§ **YOUR INSTRUCTIONS**: Copy each of the entries below word for word, keeping every line unchanged.

§ **RECORDS SHOWN**:
%%
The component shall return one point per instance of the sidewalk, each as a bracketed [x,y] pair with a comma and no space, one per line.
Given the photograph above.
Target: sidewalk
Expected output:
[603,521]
%%
§ **TASK RESPONSE**:
The component shall return one point per instance of the sidewalk, each as a bracketed [x,y] pair with a comma and no space, one per line.
Given the photograph above.
Target: sidewalk
Expected output:
[603,521]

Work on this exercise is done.